→ GOAL A
Output the section of the passage on The Satanic Verses starting at "But what of" and ending at "to semantically proliferate?", copied word for word.

→ PASSAGE TO READ
►
Very few other novels have generated the volume of commentary
that The Satanic Verses has in the short period since it
was published. Most of these commentaries have attempted to appropriate
the book to a particular ideology - anti Islamic, pro-Islamic,
secular, postcolonial, postmodern, etcetera. By ignoring the totality
of voices and discourses within the novel, they seek to fix its
meaning within their particular discursive field. Rushdie's own
voluminous commentary focuses on the plurality of meanings that
postmodern fiction nurtures and exploits. But he remains blind
to the fact that the indeterminacy and universal doubt which his
commentary champions is frequently abandoned in the novel, not
just when he assumes his post-colonial mantle, but also when satirizing
the abuses of Islamic religion. Incidents such as the burning
of the wax effigy of Mrs. Thatcher and the Imam's swallowing whole
the armies of his supporters demonize the two leaders of racist
nationalism and militant Islamic militancy respectively in such
a way as to leave little or no room for alternative readings.
Rushdie might argue in his defence that he has also demonized
his narrator, although his treatment of him is more ambivalent
- and therefore truer to the spirit of the postmodern - than is
his representation of the two leaders. Often posing as the Devil,
the narrator is careful to leave open the possibility that he
may as readily represent "Ooparvala." "The Fellow
Upstairs," as "Neechayvala," "the Guy from
Underneath" (318). Under cover of this ambivalence the narrator
in his own commentary on the action betrays a fundamental vacillation
between a postmodern open-endedeness and an older humanist defense
of liberal values.
But what of my own and similar instances of literary commentary
that focus on (and thereby implicitly endorse) the novel's plurality
of discourses, its multiplicity of voices, its postmodern resistance
to totalizing explanations, positivist ideologies and narrative
closure? Don't I have Rushdie's own commentaries as a guarantee
of authenticity? Couldn't I argue that Rushdie and I in our commentaries
are both opening up his fictional discourse, rather than circumscribing
its fortuitousness, its propensity to semantically proliferate?
◄
(Dataset excerpt)
►
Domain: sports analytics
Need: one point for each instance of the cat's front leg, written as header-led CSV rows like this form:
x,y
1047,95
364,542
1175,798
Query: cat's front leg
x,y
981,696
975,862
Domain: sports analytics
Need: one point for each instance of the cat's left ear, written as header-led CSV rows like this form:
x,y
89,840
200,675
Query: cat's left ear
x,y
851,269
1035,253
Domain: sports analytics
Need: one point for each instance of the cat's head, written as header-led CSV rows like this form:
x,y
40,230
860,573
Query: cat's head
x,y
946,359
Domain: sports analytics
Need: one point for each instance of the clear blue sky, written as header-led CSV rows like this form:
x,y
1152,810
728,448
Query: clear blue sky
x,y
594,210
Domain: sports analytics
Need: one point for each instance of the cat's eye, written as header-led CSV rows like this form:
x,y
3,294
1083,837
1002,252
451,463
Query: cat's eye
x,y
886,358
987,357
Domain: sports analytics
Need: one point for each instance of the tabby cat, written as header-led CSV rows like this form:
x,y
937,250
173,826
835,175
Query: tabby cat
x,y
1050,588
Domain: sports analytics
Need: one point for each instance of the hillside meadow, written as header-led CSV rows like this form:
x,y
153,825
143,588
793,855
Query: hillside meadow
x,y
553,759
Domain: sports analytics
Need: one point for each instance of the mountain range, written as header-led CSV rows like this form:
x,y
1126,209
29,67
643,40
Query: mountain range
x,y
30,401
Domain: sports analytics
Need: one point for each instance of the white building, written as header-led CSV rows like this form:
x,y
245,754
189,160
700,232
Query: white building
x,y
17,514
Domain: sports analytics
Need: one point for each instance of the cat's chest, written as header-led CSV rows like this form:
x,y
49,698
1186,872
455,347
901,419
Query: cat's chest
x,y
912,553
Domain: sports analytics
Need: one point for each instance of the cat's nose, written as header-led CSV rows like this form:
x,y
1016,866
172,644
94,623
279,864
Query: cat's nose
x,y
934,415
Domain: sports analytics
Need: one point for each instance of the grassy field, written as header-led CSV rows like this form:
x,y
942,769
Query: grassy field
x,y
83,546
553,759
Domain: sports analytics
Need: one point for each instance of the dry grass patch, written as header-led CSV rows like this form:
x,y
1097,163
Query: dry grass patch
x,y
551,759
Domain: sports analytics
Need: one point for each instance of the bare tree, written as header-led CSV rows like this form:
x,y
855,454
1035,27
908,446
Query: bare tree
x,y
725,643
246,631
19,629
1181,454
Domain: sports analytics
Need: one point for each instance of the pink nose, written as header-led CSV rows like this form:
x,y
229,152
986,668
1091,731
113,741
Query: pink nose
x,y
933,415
◄
→ GOAL B
Extract each line of the records above that contains the string "tabby".

→ EXERCISE OUTPUT A
But what of my own and similar instances of literary commentary
that focus on (and thereby implicitly endorse) the novel's plurality
of discourses, its multiplicity of voices, its postmodern resistance
to totalizing explanations, positivist ideologies and narrative
closure? Don't I have Rushdie's own commentaries as a guarantee
of authenticity? Couldn't I argue that Rushdie and I in our commentaries
are both opening up his fictional discourse, rather than circumscribing
its fortuitousness, its propensity to semantically proliferate?

→ EXERCISE OUTPUT B
Need: one point for each instance of the tabby cat, written as header-led CSV rows like this form:
Query: tabby cat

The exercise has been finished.